▸ **Exercise details**: Can you add 111 to every x and y coordinate in the polygon answers of the records below, then write out again the part that opens with the line containing "target: car wheel" and runs through the end of the records, with every line kept, requests included?
--- Working data ---
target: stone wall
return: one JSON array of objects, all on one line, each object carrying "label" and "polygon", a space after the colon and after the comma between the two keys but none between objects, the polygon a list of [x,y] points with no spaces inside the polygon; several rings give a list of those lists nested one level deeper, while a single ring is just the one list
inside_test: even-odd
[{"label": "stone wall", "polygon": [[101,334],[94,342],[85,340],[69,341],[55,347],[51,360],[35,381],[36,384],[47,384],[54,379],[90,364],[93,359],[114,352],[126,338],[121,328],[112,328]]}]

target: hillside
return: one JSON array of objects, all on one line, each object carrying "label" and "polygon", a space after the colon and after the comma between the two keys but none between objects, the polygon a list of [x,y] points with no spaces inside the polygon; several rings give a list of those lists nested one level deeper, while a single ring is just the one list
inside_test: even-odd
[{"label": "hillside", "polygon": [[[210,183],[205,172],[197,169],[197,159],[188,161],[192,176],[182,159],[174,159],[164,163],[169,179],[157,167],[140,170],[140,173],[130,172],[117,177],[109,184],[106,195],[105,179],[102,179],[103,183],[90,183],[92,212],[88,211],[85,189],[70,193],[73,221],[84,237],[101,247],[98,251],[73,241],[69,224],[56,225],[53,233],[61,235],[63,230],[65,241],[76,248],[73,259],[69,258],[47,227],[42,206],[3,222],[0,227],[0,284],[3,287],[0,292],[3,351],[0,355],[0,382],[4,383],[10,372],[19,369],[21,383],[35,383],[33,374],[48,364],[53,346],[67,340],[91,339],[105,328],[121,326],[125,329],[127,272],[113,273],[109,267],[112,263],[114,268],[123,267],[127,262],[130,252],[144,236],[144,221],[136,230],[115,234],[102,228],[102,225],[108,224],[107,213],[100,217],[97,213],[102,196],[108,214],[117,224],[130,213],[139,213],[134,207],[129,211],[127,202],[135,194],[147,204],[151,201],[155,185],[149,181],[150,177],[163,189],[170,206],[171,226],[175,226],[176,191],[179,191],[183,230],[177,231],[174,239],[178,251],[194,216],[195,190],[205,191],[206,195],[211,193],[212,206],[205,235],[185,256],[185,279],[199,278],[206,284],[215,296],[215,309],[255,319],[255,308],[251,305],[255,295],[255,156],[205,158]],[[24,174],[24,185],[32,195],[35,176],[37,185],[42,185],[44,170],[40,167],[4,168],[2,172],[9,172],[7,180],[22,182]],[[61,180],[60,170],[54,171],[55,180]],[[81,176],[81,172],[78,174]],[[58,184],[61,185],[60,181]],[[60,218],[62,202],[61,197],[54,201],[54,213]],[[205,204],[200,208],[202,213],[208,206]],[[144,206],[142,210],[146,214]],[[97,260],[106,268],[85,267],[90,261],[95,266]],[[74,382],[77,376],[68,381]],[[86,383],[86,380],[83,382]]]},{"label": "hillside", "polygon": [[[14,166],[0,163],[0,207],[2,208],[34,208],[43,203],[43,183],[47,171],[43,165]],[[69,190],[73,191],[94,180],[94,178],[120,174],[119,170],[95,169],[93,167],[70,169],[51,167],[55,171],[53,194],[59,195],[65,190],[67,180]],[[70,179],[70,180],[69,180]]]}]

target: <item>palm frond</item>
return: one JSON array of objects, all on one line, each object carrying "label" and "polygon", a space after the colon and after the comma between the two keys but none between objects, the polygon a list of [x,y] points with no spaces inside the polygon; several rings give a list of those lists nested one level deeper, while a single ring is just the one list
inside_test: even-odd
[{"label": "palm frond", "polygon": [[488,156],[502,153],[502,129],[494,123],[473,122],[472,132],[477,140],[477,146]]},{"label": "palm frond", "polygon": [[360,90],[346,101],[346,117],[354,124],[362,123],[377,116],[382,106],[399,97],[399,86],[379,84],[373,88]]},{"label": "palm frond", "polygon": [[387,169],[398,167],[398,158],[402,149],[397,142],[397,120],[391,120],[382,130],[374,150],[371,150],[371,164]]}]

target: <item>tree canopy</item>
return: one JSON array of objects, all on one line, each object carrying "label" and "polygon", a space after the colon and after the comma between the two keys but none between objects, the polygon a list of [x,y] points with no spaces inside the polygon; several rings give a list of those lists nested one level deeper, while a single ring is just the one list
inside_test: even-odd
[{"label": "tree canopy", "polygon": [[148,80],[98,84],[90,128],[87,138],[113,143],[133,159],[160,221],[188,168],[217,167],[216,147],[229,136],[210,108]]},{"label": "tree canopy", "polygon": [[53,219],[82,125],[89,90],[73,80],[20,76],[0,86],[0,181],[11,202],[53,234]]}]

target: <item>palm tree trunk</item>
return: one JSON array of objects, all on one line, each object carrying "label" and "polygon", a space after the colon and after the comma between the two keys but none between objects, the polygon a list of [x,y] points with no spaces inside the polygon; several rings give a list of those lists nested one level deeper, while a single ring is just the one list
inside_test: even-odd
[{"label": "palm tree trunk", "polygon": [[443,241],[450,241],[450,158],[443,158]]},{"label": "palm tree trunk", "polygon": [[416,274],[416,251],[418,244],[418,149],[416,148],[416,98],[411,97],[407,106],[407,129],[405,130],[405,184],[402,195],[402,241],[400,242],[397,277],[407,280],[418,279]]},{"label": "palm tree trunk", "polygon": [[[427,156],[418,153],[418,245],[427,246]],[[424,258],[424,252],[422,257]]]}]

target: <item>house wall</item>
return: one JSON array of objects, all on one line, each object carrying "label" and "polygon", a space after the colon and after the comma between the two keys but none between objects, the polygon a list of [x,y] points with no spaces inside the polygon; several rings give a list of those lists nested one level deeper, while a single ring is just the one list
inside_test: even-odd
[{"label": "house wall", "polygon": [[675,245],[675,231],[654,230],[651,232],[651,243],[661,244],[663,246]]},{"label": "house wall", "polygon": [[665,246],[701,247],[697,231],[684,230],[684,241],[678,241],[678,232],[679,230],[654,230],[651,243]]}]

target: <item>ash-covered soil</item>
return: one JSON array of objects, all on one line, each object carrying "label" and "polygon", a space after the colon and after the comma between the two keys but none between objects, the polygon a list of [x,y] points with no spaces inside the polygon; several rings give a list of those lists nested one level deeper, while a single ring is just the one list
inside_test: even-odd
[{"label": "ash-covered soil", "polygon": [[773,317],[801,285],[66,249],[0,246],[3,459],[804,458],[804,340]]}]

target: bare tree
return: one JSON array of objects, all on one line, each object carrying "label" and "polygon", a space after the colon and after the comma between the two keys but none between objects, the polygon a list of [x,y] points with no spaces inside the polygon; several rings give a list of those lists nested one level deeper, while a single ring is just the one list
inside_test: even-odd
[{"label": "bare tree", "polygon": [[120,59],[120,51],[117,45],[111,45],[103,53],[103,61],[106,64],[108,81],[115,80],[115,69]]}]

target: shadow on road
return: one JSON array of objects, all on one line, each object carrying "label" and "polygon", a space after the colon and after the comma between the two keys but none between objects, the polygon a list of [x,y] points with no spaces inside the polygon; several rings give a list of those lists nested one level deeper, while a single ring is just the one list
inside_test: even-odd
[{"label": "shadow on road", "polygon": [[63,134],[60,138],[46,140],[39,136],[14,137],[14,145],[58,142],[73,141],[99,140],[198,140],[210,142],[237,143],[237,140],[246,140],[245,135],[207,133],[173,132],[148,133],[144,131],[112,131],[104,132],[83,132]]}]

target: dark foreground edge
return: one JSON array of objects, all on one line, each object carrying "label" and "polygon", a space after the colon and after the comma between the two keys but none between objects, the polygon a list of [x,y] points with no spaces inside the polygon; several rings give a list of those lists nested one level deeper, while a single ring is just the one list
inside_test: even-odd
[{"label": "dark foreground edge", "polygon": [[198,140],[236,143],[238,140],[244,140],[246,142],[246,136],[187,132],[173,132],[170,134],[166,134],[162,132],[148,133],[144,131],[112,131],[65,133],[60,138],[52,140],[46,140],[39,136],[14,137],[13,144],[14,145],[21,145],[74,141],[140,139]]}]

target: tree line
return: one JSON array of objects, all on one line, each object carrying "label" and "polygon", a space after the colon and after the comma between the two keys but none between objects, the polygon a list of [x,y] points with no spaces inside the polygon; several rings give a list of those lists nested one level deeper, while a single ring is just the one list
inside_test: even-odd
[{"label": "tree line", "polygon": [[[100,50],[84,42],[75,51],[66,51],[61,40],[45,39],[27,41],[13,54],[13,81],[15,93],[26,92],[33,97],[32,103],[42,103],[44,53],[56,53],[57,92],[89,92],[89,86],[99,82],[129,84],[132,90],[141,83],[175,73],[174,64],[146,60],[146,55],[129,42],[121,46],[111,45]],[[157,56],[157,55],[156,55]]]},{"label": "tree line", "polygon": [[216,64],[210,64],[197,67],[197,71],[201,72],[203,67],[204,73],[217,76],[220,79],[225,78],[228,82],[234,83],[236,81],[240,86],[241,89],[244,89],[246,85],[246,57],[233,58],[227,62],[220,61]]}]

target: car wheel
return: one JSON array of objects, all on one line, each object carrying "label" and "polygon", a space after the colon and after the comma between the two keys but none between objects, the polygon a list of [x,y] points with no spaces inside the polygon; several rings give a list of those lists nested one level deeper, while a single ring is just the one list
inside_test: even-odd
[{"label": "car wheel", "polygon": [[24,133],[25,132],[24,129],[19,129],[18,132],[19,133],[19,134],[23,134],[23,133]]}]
---
▸ **Output of the exercise**:
target: car wheel
return: one JSON array of objects, all on one line, each object carrying "label" and "polygon", a space after the colon and after the comma between the two keys but none between objects, the polygon a list of [x,y] points with no spaces inside the polygon; several rings give a list of those lists nested one level deeper, while a single ring is just the one list
inside_test: even-odd
[{"label": "car wheel", "polygon": [[135,244],[136,243],[135,240],[130,240],[129,243],[130,244],[130,245],[134,245],[134,244]]}]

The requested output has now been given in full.